## BEGIN Supplied entries
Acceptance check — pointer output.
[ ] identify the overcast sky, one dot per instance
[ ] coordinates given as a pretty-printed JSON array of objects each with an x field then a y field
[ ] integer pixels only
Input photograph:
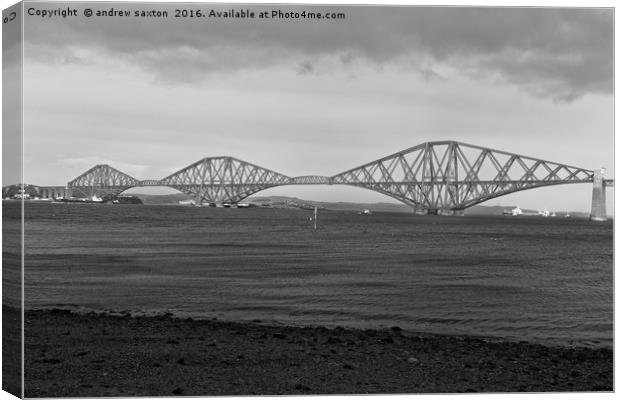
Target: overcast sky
[{"x": 150, "y": 96}]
## END Supplied entries
• [Task requirements] Render every line of the rows above as a JSON list of strings, one string per line, skipping blank lines and leaving out the pictures.

• [Written solution]
[
  "Acceptance check — pointer output.",
  "[ ] identify the overcast sky, one dot per instance",
  "[ ] coordinates given as a pretty-printed JSON array of objects each with an x field then a y field",
  "[ ] integer pixels only",
  "Input photograph:",
  "Target: overcast sky",
  "[{\"x\": 150, \"y\": 96}]"
]